Crédit photo ÉRIC DELON

Dans les Brics, ces pays à la forte croissance, bien qu’ils soient aussi affectés par la crise, les groupes internationaux se doivent de proposer un “mix RH” compétitif s’ils veulent attirer les meilleurs professionnels. Plus qu’ailleurs, la gestion des talents y est une exigence qui conditionne la croissance même de l’activité.

Brésil, Russie, Inde, Chine, Afrique du Sud, les grandes puissances émergentes regroupées sous le désormais fameux acronyme Brics devraient peser près de 40 % du PIB mondial à l’horizon 2025 (contre 27 % aujourd’hui). Même si les caractéristiques et les évo ? lutions diffèrent entre ces cinq grands pays, touchés, eux aussi, par le ralentissement économique mondial, ils continuent de susciter la convoitise des grandes firmes occidentales qui s’y installent massivement depuis une dizaine d’années.

**Données fournies:**
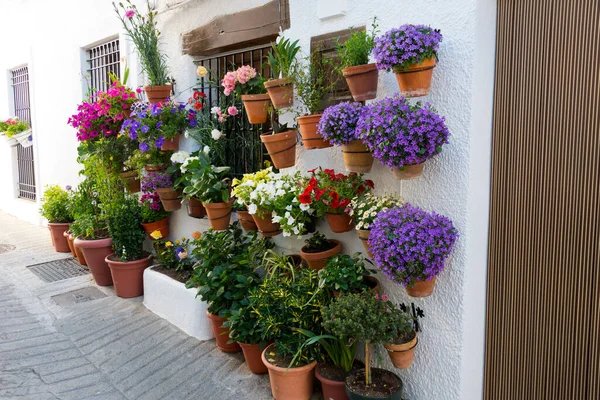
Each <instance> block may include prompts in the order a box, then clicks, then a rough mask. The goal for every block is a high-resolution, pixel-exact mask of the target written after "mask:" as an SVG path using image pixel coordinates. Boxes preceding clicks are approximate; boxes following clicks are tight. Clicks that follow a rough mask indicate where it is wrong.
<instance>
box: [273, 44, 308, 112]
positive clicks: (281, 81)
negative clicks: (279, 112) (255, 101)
mask: <svg viewBox="0 0 600 400" xmlns="http://www.w3.org/2000/svg"><path fill="white" fill-rule="evenodd" d="M298 42H299V40H296V41H294V42H291V41H290V40H289V39H287V38H284V37H281V36H280V37H279V38H278V40H277V42H275V43H271V51H270V52H269V55H268V56H267V64H268V65H269V67H270V68H271V72H272V73H273V77H274V79H270V80H268V81H266V82H265V83H264V85H265V88H266V89H267V93H269V97H270V98H271V102H272V103H273V107H275V109H278V108H283V107H290V106H291V105H293V104H294V84H293V82H292V80H291V79H290V76H291V75H292V73H293V70H294V68H295V65H296V55H297V54H298V51H299V50H300V46H298Z"/></svg>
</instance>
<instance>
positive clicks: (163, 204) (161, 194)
mask: <svg viewBox="0 0 600 400" xmlns="http://www.w3.org/2000/svg"><path fill="white" fill-rule="evenodd" d="M156 193H158V196H159V197H160V202H161V203H162V205H163V208H164V209H165V211H176V210H179V209H180V208H181V199H182V197H181V196H182V192H181V190H173V188H172V187H171V188H160V189H156Z"/></svg>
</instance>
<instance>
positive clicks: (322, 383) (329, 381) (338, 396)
mask: <svg viewBox="0 0 600 400" xmlns="http://www.w3.org/2000/svg"><path fill="white" fill-rule="evenodd" d="M323 365H325V364H319V365H317V368H316V369H315V377H316V378H317V379H318V380H319V381H320V382H321V388H322V389H323V398H324V399H326V400H347V399H348V395H347V394H346V387H345V386H346V385H345V383H344V381H334V380H332V379H328V378H325V377H324V376H323V375H321V373H320V372H319V369H320V367H322V366H323Z"/></svg>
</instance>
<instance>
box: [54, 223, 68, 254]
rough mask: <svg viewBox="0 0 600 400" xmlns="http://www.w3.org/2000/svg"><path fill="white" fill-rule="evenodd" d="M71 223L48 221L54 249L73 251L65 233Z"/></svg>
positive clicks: (58, 252) (60, 250)
mask: <svg viewBox="0 0 600 400" xmlns="http://www.w3.org/2000/svg"><path fill="white" fill-rule="evenodd" d="M69 225H70V224H69V223H58V222H57V223H54V222H50V223H48V229H49V230H50V236H51V238H52V244H53V245H54V250H56V251H57V252H58V253H69V252H70V251H71V249H70V248H69V241H68V240H67V238H66V237H65V235H64V234H65V232H66V231H68V230H69Z"/></svg>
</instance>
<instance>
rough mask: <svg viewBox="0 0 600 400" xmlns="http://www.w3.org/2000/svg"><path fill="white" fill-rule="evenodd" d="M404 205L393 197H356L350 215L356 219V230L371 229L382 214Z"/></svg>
mask: <svg viewBox="0 0 600 400" xmlns="http://www.w3.org/2000/svg"><path fill="white" fill-rule="evenodd" d="M402 204H403V202H402V200H401V199H400V198H399V197H396V196H393V195H387V196H376V195H374V194H372V193H367V194H365V195H364V196H360V197H355V198H354V199H352V201H351V202H350V207H349V211H348V215H350V216H351V217H352V218H353V219H354V223H355V224H356V229H357V230H359V229H370V228H371V225H372V224H373V221H375V218H376V217H377V215H379V213H380V212H383V211H387V210H389V209H390V208H392V207H397V206H401V205H402Z"/></svg>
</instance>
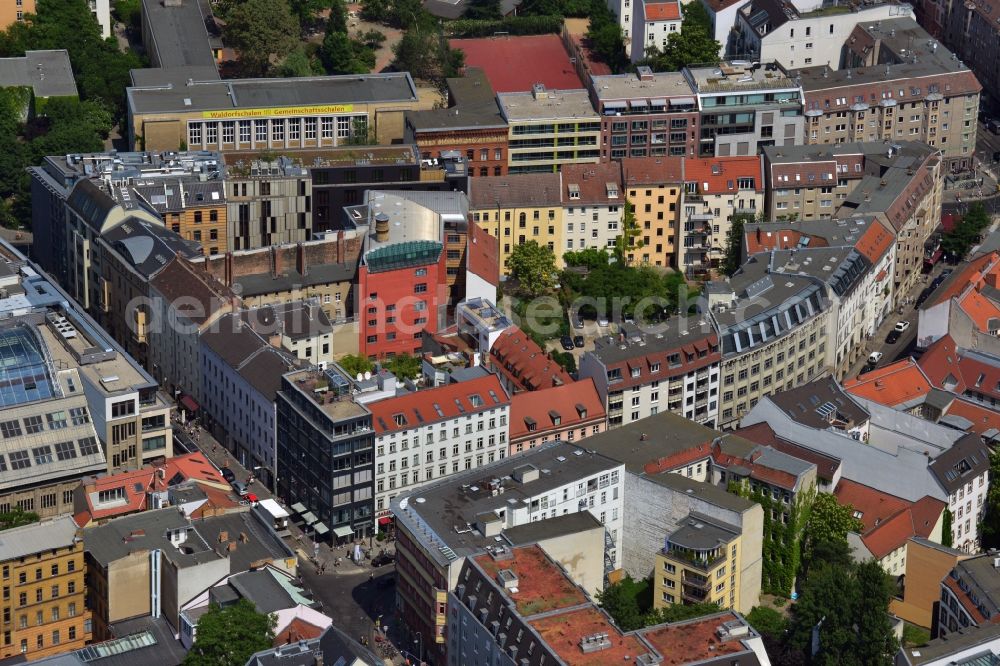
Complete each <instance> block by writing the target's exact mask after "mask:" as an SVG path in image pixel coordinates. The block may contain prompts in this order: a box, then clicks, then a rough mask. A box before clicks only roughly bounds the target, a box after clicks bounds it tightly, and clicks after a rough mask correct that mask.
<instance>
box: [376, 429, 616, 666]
mask: <svg viewBox="0 0 1000 666" xmlns="http://www.w3.org/2000/svg"><path fill="white" fill-rule="evenodd" d="M594 439H595V438H594V437H591V438H588V442H589V441H593V440H594ZM542 469H547V470H549V472H548V473H547V474H542V473H541V470H542ZM623 473H624V470H623V467H622V465H621V463H618V462H616V461H614V460H611V459H609V458H606V457H605V456H603V455H601V454H598V453H595V454H590V453H587V452H586V451H584V450H583V449H581V448H579V447H577V446H575V445H573V444H569V443H566V442H553V443H550V444H547V445H543V446H540V447H537V448H535V449H532V450H530V451H526V452H524V453H523V454H521V455H518V456H514V457H509V458H505V459H503V460H500V461H497V462H496V463H494V464H493V465H487V466H485V467H484V468H480V469H477V470H471V471H469V472H464V473H460V474H458V475H455V476H452V477H449V478H448V479H445V480H442V481H439V482H437V483H434V484H432V485H428V486H426V487H424V488H422V489H421V490H420V492H419V494H418V495H417V496H416V497H413V496H407V497H396V498H395V499H394V500H393V502H392V506H391V510H392V513H393V515H394V516H395V520H396V553H397V556H396V572H397V573H396V575H397V588H398V597H397V598H398V600H399V601H400V603H401V608H400V609H399V616H400V618H401V620H402V622H403V624H404V627H405V629H406V630H407V631H408V632H411V635H413V636H414V638H415V632H417V631H419V632H421V636H422V637H423V647H424V654H425V655H427V658H428V659H430V660H432V661H434V662H435V663H446V661H445V660H446V659H450V658H451V655H452V654H454V653H453V649H458V648H453V647H452V645H450V644H446V641H449V640H450V639H451V637H452V636H453V632H452V631H451V630H450V629H448V630H446V624H448V623H450V619H449V618H450V613H451V608H452V604H451V603H449V600H448V592H449V591H450V590H454V589H455V588H456V586H457V585H458V584H459V583H460V581H461V573H462V570H463V566H464V565H465V563H466V562H467V561H468V560H469V559H471V558H475V557H478V556H480V555H482V554H483V553H485V552H488V549H491V548H493V547H494V546H495V545H497V544H501V545H503V537H502V535H504V534H508V535H509V534H510V532H513V531H515V530H521V531H522V532H524V536H525V537H526V539H527V542H528V543H539V542H544V541H548V540H552V541H558V540H560V538H561V537H567V539H566V544H565V545H564V546H562V548H563V549H564V550H563V551H562V552H563V553H564V557H559V559H560V561H561V562H563V563H564V566H565V567H566V568H567V570H570V571H574V572H576V571H579V572H581V573H583V572H585V571H590V569H591V567H594V568H595V569H596V576H597V580H596V581H595V580H593V578H594V575H595V574H593V573H592V574H590V575H589V577H588V580H589V583H588V584H589V585H590V586H591V587H590V588H588V589H590V590H591V591H592V592H595V593H596V591H597V590H600V589H602V588H603V576H602V574H603V573H604V572H605V571H606V569H605V567H609V568H610V569H612V570H613V569H615V568H618V567H619V566H620V564H619V559H618V558H619V555H618V554H617V553H620V552H621V548H620V544H621V540H622V538H623V532H624V529H623V527H624V523H623V522H622V520H623V516H622V514H623V502H624V495H623V493H622V492H621V489H622V478H621V477H622V475H623ZM418 500H419V501H418ZM588 513H589V516H586V515H579V514H588ZM595 518H597V519H598V520H602V519H603V523H604V525H603V527H602V526H600V525H599V524H596V523H595V521H594V519H595ZM581 519H585V520H583V521H582V523H581ZM535 521H538V522H535ZM466 524H468V526H469V528H468V529H462V530H460V531H458V532H456V530H455V529H454V528H455V525H466ZM595 527H596V529H595ZM581 529H583V530H585V533H586V534H587V535H592V534H595V535H596V539H593V538H591V537H590V536H587V537H586V538H584V539H583V540H582V541H581V540H579V539H578V538H577V536H576V535H578V534H579V533H580V531H581ZM602 533H603V534H602ZM496 538H500V539H501V541H499V542H498V541H497V540H496ZM595 542H596V543H595ZM507 543H508V544H512V545H513V541H512V540H511V539H510V538H508V540H507ZM539 545H541V546H542V548H543V549H544V548H545V544H544V543H540V544H539ZM580 555H582V557H580ZM595 560H596V561H595ZM456 611H457V607H456ZM447 663H455V662H447Z"/></svg>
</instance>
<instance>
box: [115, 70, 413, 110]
mask: <svg viewBox="0 0 1000 666" xmlns="http://www.w3.org/2000/svg"><path fill="white" fill-rule="evenodd" d="M126 92H127V96H128V102H129V108H130V109H131V110H132V112H133V113H168V112H171V111H175V112H184V113H190V112H197V111H230V110H234V111H238V110H240V109H259V108H274V107H284V106H309V105H313V104H316V105H321V104H352V103H357V104H365V103H375V104H377V103H379V102H415V101H416V100H417V89H416V86H415V85H414V83H413V79H412V78H410V74H409V72H393V73H389V74H361V75H358V74H351V75H343V76H311V77H301V78H285V79H231V80H226V81H220V80H215V81H195V82H193V83H190V84H187V83H186V84H184V85H183V86H181V85H176V84H168V85H165V86H161V87H157V88H148V87H147V88H129V89H128V90H127V91H126Z"/></svg>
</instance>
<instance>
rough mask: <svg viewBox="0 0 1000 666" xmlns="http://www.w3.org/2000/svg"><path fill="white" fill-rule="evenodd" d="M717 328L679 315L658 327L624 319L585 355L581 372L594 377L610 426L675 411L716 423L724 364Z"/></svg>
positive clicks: (583, 375)
mask: <svg viewBox="0 0 1000 666" xmlns="http://www.w3.org/2000/svg"><path fill="white" fill-rule="evenodd" d="M721 359H722V353H721V350H720V349H719V340H718V336H717V334H716V332H715V330H714V329H713V328H712V327H711V326H710V325H709V324H708V323H707V322H705V321H703V320H701V321H699V320H694V319H688V318H678V317H674V318H671V319H668V320H667V321H666V322H664V323H662V324H659V325H657V326H656V327H655V332H653V331H641V330H640V329H639V328H638V327H637V326H635V325H633V324H622V325H621V333H620V334H619V335H618V336H617V337H615V336H607V337H601V338H598V339H597V340H595V342H594V351H592V352H587V353H585V354H584V355H583V358H582V359H581V360H580V377H581V378H584V377H589V378H591V379H593V381H594V383H595V385H596V387H597V392H598V394H599V395H600V396H601V400H602V401H604V404H605V409H606V410H607V414H608V427H609V428H615V427H618V426H622V425H627V424H630V423H635V422H638V421H640V420H642V419H645V418H647V417H649V416H653V415H655V414H658V413H659V412H665V411H669V412H672V413H674V414H678V415H680V416H684V417H685V418H688V419H691V420H693V421H697V422H699V423H705V424H707V425H708V426H710V427H711V426H713V425H714V424H715V421H716V419H717V417H718V406H719V379H720V377H719V363H720V361H721Z"/></svg>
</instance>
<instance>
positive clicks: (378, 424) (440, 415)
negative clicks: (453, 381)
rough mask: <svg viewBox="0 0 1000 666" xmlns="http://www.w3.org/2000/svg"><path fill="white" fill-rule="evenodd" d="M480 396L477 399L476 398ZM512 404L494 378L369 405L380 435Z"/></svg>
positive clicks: (452, 384) (440, 387)
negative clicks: (507, 404) (505, 405)
mask: <svg viewBox="0 0 1000 666" xmlns="http://www.w3.org/2000/svg"><path fill="white" fill-rule="evenodd" d="M477 396H478V397H477ZM509 403H510V398H509V397H507V392H506V391H504V390H503V386H501V385H500V380H499V379H497V376H496V375H494V374H489V375H486V376H485V377H477V378H476V379H470V380H469V381H466V382H454V383H451V384H445V385H443V386H436V387H434V388H427V389H423V390H420V391H413V392H410V393H404V394H403V395H399V396H396V397H393V398H386V399H385V400H378V401H376V402H371V403H368V405H367V407H368V409H369V411H371V413H372V425H373V426H374V428H375V432H376V433H377V434H379V435H381V434H384V433H387V432H398V431H401V430H410V429H412V428H418V427H421V426H424V425H428V424H431V423H437V422H438V421H444V420H449V419H457V418H461V417H462V416H465V415H468V414H475V413H477V412H483V411H487V410H490V409H496V408H497V407H499V406H502V405H506V404H509Z"/></svg>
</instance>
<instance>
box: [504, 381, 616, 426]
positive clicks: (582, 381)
mask: <svg viewBox="0 0 1000 666" xmlns="http://www.w3.org/2000/svg"><path fill="white" fill-rule="evenodd" d="M580 408H582V409H583V412H582V414H583V415H582V416H581V411H580ZM553 414H555V415H557V416H558V417H559V425H555V424H554V423H553ZM605 417H606V413H605V411H604V401H603V400H601V396H600V394H599V393H598V392H597V387H596V386H595V385H594V380H593V379H591V378H589V377H588V378H587V379H583V380H580V381H578V382H572V383H570V384H563V385H562V386H551V387H549V388H544V389H540V390H538V391H531V392H526V391H522V392H521V393H515V394H514V397H513V398H511V401H510V435H509V436H510V441H511V442H514V441H517V440H518V439H521V438H522V437H527V438H531V437H537V436H538V435H539V434H542V433H545V432H546V431H549V430H563V429H566V428H570V427H574V426H575V425H578V424H589V423H592V422H594V421H597V422H602V421H604V419H605ZM528 419H531V420H532V421H534V423H535V424H536V425H535V430H528V425H527V420H528Z"/></svg>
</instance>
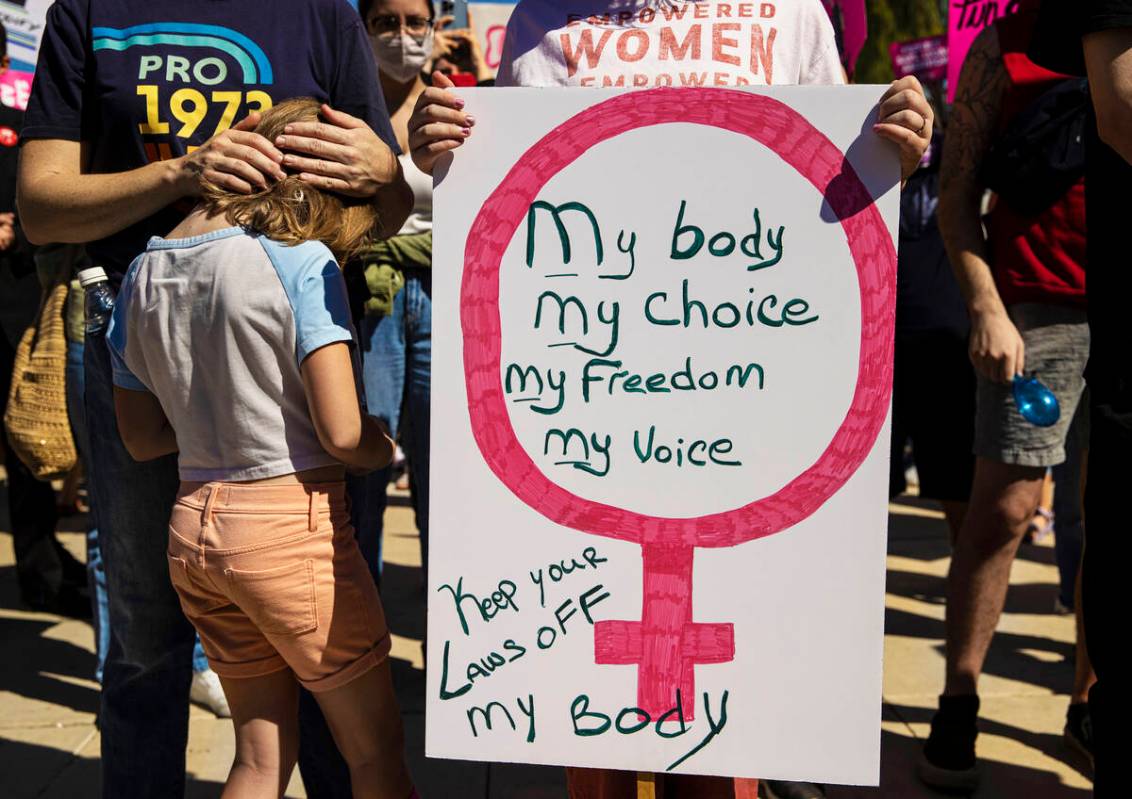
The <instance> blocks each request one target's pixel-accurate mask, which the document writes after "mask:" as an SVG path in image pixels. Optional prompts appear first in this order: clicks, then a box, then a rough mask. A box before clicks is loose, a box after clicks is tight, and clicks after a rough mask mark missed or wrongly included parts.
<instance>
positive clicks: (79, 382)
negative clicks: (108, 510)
mask: <svg viewBox="0 0 1132 799" xmlns="http://www.w3.org/2000/svg"><path fill="white" fill-rule="evenodd" d="M83 349H84V347H83V343H82V342H67V418H68V420H69V421H70V426H71V435H72V436H74V437H75V447H76V449H77V450H78V455H79V457H82V458H89V452H91V443H89V440H87V432H86V406H85V404H84V403H85V400H84V397H85V395H86V392H85V390H84V385H85V380H84V378H83ZM91 495H92V496H91V509H89V512H88V513H87V517H86V518H87V529H86V574H87V584H88V585H89V586H91V610H92V616H91V625H92V626H93V627H94V654H95V665H94V679H96V680H97V681H98V682H102V672H103V670H104V669H105V667H106V652H108V651H109V650H110V602H109V601H108V599H106V570H105V569H104V568H103V567H102V551H101V550H100V549H98V519H97V516H96V515H95V513H96V510H95V507H94V497H93V495H94V491H93V489H92V491H91Z"/></svg>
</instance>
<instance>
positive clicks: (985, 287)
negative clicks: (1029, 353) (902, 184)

**Tâche à accomplir:**
Reprenez l'extrait sur les Brics depuis "Dans les Brics, ces" jusqu'à "une dizaine d’années.", en substituant "entreprises multinationales" à "groupes internationaux". Les enregistrements n'ont aucun rapport avec l'extrait sur les Brics.

**Zone de réponse:**
Dans les Brics, ces pays à la forte croissance, bien qu’ils soient aussi affectés par la crise, les entreprises multinationales se doivent de proposer un “mix RH” compétitif s’ils veulent attirer les meilleurs professionnels. Plus qu’ailleurs, la gestion des talents y est une exigence qui conditionne la croissance même de l’activité.

Brésil, Russie, Inde, Chine, Afrique du Sud, les grandes puissances émergentes regroupées sous le désormais fameux acronyme Brics devraient peser près de 40 % du PIB mondial à l’horizon 2025 (contre 27 % aujourd’hui). Même si les caractéristiques et les évo ? lutions diffèrent entre ces cinq grands pays, touchés, eux aussi, par le ralentissement économique mondial, ils continuent de susciter la convoitise des grandes firmes occidentales qui s’y installent massivement depuis une dizaine d’années.